What lines in the data hold the string "bird"? Show them.
Data for this exercise below:
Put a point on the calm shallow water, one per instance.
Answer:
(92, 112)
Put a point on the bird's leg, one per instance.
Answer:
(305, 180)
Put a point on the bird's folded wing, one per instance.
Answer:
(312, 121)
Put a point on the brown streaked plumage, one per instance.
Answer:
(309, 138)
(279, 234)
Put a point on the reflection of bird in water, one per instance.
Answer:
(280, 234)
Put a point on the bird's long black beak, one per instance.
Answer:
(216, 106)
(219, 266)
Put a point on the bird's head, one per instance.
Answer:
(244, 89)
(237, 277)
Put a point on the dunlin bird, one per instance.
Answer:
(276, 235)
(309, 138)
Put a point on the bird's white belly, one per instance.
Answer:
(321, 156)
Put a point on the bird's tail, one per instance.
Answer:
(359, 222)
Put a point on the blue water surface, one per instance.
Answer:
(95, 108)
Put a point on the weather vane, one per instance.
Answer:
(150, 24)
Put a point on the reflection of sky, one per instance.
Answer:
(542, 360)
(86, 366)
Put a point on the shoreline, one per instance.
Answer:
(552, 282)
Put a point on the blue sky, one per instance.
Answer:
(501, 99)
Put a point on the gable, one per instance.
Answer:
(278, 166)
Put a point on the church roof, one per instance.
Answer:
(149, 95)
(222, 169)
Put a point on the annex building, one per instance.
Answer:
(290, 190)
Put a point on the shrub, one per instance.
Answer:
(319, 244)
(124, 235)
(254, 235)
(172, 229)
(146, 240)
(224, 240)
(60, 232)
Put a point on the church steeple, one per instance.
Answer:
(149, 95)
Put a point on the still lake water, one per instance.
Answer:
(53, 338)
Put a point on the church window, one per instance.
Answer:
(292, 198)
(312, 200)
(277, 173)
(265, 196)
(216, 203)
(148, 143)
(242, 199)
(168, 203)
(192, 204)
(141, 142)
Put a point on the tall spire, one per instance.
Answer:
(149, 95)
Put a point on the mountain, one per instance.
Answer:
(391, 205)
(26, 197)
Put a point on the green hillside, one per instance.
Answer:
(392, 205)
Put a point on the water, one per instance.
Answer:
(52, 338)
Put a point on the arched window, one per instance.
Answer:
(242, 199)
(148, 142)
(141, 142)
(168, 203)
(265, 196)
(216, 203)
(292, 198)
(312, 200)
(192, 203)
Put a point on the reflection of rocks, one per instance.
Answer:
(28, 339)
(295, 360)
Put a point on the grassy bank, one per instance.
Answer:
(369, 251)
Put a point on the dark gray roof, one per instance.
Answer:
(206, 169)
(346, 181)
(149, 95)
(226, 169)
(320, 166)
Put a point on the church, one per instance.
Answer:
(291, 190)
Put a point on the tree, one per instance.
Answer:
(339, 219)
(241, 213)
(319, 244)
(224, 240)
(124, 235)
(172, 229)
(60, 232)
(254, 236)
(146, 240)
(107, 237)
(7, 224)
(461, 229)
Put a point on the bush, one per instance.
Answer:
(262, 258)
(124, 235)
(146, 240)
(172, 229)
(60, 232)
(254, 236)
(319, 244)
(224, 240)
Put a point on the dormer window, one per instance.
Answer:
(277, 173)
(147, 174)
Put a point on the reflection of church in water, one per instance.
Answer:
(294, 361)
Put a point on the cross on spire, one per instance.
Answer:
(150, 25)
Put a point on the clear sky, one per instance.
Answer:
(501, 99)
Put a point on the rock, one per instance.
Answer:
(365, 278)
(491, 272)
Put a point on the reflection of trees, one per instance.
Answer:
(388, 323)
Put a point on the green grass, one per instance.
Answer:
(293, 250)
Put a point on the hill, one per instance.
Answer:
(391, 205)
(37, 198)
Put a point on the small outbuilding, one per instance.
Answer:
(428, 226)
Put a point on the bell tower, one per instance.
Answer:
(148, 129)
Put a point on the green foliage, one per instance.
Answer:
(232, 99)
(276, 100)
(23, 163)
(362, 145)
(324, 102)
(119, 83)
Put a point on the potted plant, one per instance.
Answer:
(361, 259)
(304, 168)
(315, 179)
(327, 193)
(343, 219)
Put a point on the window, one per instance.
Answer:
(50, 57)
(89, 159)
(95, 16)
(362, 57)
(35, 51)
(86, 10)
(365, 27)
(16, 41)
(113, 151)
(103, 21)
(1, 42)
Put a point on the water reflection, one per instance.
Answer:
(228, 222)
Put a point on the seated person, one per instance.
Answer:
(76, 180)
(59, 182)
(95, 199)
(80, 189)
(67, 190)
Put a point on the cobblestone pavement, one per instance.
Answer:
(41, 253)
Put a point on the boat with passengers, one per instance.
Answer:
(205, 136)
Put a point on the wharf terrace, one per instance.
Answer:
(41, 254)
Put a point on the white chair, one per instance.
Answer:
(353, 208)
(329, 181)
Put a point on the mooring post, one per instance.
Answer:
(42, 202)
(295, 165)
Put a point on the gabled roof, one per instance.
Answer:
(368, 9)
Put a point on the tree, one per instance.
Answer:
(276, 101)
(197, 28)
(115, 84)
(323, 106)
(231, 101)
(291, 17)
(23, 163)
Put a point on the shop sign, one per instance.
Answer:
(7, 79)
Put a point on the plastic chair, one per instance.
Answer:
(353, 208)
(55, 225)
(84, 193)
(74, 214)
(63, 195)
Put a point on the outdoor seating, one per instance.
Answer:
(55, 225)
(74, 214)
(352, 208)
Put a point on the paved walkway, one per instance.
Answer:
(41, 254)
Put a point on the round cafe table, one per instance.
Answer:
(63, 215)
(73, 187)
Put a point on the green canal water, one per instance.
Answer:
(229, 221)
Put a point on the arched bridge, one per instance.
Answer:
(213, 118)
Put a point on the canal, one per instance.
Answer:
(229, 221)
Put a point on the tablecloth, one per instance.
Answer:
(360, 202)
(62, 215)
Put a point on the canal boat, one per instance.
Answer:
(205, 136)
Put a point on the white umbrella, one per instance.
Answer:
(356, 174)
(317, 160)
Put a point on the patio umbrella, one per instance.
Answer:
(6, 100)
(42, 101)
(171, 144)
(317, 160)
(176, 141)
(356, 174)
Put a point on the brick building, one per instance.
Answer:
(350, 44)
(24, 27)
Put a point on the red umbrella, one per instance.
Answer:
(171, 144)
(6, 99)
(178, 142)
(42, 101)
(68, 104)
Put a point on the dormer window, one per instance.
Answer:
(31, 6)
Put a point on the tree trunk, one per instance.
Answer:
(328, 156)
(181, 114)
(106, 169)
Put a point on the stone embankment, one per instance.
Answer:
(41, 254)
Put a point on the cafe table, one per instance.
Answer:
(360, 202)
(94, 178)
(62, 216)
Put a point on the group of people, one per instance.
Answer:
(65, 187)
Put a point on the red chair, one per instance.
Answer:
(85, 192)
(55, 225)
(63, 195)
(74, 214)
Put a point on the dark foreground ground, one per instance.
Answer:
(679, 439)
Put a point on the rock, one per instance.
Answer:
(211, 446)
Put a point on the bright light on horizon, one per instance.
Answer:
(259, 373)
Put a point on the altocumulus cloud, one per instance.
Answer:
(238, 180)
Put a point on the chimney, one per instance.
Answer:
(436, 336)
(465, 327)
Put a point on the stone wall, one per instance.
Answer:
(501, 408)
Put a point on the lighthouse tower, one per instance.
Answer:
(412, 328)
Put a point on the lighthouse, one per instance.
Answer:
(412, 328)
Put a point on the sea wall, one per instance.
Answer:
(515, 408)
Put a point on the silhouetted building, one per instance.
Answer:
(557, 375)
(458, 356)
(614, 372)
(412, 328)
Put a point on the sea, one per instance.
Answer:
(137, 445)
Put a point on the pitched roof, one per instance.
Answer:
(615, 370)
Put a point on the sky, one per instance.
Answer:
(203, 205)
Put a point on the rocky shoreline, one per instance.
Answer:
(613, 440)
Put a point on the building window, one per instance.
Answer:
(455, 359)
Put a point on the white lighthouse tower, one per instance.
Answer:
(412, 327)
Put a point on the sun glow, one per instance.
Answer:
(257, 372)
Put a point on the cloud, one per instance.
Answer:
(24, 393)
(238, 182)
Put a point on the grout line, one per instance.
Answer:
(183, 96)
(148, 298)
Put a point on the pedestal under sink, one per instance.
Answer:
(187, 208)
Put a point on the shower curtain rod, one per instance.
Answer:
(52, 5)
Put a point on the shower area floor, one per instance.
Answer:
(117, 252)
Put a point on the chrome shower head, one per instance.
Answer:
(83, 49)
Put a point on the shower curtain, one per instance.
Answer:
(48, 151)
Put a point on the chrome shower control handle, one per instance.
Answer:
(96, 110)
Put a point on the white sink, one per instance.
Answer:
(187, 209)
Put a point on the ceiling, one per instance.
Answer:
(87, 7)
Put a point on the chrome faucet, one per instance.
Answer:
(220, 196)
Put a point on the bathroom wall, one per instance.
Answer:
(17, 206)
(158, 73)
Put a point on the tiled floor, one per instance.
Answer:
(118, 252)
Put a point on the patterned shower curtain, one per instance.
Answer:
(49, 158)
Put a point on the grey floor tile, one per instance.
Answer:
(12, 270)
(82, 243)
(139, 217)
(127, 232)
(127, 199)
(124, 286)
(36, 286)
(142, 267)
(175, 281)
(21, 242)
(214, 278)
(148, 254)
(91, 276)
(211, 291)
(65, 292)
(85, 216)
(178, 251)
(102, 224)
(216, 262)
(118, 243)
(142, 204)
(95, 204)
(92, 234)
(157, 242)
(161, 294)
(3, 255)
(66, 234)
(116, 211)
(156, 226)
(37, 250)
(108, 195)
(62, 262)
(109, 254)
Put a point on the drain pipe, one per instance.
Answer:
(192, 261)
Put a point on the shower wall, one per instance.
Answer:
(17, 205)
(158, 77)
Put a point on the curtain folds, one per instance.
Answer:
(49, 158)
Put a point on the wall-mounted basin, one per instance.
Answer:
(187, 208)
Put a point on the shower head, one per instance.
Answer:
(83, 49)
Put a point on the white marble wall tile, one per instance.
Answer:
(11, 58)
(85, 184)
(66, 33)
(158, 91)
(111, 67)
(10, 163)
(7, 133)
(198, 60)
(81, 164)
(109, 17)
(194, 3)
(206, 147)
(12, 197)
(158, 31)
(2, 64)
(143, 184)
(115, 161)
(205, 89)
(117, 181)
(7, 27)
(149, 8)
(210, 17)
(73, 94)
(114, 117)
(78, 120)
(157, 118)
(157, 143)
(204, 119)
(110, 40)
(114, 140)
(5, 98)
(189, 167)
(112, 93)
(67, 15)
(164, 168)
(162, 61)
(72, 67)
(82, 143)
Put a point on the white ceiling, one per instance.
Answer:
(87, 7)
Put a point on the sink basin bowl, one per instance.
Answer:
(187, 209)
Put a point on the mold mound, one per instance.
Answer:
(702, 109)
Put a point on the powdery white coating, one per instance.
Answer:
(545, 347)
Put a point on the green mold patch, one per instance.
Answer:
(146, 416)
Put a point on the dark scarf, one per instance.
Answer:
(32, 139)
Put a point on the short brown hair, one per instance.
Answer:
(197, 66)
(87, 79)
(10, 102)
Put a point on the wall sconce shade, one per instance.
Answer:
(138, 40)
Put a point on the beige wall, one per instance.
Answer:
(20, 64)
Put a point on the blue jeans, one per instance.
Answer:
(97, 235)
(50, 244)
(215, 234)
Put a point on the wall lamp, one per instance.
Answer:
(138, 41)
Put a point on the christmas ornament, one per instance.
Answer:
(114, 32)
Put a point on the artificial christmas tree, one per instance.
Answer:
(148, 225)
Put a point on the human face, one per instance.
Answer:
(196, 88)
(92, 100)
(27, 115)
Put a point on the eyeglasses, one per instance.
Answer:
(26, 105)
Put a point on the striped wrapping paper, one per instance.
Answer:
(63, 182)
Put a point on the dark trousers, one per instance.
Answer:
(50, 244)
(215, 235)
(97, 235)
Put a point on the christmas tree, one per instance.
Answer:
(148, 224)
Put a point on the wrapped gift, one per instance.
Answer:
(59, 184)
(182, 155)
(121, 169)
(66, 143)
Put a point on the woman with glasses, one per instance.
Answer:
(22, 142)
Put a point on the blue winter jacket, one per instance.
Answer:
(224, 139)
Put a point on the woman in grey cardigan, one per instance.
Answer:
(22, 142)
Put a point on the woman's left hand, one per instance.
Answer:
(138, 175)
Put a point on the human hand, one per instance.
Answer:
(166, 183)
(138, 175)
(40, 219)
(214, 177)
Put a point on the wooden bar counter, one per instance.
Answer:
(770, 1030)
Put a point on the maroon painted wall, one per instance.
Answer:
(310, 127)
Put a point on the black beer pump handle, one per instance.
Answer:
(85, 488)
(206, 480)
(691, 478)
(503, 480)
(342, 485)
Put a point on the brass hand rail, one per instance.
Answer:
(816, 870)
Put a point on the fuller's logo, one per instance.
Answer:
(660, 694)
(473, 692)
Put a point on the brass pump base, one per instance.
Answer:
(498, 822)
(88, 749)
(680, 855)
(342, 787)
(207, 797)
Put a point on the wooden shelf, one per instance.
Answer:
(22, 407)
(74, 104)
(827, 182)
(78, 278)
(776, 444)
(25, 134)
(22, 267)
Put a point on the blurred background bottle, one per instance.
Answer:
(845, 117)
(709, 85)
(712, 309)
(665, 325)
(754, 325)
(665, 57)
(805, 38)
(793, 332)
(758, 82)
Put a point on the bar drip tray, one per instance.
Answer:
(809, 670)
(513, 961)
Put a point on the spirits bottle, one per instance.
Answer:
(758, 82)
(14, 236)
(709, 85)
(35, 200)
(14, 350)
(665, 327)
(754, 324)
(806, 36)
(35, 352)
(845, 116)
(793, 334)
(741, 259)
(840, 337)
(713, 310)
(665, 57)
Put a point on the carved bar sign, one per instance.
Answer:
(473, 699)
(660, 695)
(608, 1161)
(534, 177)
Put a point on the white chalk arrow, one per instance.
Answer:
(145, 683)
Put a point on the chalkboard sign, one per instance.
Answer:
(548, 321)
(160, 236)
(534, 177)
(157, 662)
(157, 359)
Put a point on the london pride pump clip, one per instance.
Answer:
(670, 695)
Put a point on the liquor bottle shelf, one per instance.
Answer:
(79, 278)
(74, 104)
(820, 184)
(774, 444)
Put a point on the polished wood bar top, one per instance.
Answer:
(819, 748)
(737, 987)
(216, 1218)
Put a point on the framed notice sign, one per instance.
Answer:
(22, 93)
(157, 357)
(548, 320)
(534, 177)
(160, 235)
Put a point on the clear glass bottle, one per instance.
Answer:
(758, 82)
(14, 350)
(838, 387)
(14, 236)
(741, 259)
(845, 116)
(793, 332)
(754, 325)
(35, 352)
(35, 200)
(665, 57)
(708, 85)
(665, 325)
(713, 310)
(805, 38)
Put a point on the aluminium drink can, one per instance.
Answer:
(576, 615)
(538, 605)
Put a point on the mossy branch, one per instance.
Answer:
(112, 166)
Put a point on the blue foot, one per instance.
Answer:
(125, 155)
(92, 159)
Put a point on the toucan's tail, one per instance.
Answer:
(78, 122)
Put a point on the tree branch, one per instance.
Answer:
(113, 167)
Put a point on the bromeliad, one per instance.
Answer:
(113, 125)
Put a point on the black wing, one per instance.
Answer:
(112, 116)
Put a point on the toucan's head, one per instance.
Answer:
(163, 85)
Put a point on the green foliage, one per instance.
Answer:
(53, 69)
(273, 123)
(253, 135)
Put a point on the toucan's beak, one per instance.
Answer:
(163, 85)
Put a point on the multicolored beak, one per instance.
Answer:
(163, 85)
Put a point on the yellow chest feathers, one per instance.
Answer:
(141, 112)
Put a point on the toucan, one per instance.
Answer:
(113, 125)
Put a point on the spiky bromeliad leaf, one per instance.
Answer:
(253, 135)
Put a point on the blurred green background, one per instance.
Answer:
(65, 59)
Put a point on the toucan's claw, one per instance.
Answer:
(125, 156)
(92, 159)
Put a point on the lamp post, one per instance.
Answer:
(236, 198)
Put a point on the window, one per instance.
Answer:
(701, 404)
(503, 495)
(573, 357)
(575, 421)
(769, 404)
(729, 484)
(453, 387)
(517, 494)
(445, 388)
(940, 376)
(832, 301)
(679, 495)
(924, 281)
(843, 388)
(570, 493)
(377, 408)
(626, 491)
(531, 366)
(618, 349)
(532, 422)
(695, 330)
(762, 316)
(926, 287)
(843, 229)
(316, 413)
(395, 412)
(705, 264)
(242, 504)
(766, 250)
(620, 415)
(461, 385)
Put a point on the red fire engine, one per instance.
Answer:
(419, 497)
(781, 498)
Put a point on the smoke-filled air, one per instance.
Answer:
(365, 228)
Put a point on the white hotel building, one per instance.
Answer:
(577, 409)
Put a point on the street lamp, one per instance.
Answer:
End of Data for this exercise.
Worked solution:
Put a point on the bird's leg, one per instance.
Put a point on the bird's folded wing, one per instance.
Put a point on the reflection of bird in water, one per instance.
Put a point on the bird's long black beak, one per instance.
Put a point on the bird's head, one per instance.
Put a point on the dunlin bird, one per instance.
Put a point on the bird's white belly, one per instance.
Put a point on the bird's tail, one per instance.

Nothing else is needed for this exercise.